Region annotation entries:
↓↓↓
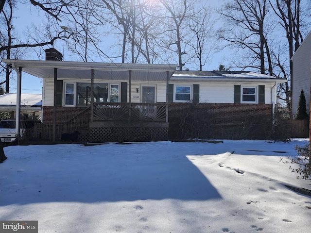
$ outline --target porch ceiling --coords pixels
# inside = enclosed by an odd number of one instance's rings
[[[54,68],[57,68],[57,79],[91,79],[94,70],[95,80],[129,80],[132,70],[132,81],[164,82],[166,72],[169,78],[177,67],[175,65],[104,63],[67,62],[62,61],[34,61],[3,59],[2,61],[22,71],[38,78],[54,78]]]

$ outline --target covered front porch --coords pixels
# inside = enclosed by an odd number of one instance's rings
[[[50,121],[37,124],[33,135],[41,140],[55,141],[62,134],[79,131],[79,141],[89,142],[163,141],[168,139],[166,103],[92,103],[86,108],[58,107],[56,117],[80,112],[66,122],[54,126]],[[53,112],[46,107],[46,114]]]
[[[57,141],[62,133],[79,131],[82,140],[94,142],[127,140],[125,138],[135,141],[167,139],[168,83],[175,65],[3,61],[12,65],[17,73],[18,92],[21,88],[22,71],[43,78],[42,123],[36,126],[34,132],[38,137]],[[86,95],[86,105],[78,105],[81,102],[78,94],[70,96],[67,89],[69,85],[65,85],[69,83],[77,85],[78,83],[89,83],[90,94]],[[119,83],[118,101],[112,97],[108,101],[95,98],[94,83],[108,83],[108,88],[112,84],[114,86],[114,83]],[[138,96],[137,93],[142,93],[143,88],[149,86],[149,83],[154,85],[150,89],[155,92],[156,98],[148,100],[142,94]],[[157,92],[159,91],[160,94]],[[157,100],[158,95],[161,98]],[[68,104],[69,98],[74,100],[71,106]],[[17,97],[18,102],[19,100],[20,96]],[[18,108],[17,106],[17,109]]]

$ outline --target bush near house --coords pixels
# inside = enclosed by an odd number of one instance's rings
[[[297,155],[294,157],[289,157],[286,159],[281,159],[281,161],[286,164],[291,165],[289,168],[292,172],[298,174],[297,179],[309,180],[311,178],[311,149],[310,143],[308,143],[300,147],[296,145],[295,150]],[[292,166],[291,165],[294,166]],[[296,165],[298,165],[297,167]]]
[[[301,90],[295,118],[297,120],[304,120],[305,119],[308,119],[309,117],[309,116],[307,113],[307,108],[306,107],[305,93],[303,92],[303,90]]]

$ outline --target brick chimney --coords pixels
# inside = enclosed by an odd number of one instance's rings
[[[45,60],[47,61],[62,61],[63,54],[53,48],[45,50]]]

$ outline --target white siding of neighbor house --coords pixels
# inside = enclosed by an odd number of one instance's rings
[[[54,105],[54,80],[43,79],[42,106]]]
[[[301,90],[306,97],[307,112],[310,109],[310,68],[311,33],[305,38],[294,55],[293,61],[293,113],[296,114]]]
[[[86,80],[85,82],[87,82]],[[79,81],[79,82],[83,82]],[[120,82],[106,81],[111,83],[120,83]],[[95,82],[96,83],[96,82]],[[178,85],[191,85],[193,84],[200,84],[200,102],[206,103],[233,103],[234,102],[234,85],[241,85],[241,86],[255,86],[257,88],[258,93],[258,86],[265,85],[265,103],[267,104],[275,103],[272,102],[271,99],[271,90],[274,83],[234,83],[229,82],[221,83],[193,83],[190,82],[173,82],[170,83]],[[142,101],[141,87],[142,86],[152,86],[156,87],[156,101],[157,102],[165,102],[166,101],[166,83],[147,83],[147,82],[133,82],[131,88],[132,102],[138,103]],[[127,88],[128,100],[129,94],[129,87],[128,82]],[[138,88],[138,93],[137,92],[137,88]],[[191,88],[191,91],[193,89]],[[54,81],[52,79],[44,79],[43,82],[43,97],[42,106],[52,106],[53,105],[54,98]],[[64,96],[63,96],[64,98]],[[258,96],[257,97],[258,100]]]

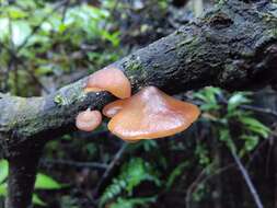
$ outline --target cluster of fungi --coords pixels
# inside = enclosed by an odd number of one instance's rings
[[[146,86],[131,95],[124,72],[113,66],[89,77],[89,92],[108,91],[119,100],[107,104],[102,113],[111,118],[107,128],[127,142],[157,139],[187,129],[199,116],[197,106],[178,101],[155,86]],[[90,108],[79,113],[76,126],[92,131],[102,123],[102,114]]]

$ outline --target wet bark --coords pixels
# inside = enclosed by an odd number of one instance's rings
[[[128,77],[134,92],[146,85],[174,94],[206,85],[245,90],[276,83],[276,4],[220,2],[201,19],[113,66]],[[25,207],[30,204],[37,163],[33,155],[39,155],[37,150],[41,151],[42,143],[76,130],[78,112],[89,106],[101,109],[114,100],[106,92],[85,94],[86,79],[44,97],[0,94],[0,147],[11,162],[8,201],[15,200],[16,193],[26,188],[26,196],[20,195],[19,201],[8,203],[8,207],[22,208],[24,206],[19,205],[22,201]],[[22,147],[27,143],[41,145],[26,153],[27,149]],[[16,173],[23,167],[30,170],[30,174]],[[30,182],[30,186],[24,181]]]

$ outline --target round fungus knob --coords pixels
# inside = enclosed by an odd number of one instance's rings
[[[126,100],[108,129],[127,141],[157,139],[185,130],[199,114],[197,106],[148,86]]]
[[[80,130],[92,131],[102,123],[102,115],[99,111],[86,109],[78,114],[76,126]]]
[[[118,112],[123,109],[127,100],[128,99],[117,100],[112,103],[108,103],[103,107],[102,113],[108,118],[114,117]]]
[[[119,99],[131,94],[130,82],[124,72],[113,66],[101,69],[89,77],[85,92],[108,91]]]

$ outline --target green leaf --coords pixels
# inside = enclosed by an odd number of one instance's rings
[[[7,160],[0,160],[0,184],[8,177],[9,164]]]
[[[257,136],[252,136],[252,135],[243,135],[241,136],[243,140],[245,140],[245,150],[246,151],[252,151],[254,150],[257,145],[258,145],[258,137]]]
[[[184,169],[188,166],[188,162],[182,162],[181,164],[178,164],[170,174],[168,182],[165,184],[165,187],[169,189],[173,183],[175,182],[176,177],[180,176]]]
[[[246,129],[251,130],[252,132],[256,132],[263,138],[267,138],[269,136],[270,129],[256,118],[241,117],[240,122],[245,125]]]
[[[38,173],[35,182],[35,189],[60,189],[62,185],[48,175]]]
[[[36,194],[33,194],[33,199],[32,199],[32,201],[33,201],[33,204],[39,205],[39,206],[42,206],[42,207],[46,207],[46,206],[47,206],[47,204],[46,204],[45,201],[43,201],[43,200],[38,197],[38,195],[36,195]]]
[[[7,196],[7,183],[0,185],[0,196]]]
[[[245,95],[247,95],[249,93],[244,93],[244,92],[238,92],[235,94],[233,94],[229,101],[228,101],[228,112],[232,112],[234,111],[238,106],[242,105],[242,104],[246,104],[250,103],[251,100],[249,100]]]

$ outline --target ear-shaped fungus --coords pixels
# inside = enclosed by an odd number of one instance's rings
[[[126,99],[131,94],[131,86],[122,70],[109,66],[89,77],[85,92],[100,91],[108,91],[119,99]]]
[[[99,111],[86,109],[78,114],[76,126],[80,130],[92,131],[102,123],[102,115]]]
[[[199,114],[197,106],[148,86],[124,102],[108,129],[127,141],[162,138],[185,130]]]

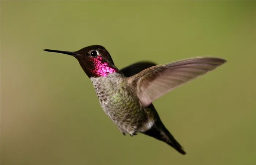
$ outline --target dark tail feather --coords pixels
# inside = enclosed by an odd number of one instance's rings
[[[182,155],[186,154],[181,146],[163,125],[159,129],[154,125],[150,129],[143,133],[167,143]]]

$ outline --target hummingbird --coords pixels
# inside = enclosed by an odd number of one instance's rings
↑↑↑
TO BE DONE:
Put the records above, from the line containing "feather --coords pixels" through the end, into a Markdown table with the columns "Row" and "Line", numbering each row and omitting blank lines.

TASK SOLUTION:
| Row | Line |
|---|---|
| 1 | $ outline --target dark tail feather --coords pixels |
| 2 | # inside = enclosed by an odd number of one instance's rings |
| 3 | [[[182,155],[186,154],[181,146],[163,125],[159,129],[154,125],[150,129],[143,133],[167,143]]] |
| 4 | $ outline --target hummingbird --coords pixels |
| 5 | # inside = enclosed by an odd number of one instance's rings |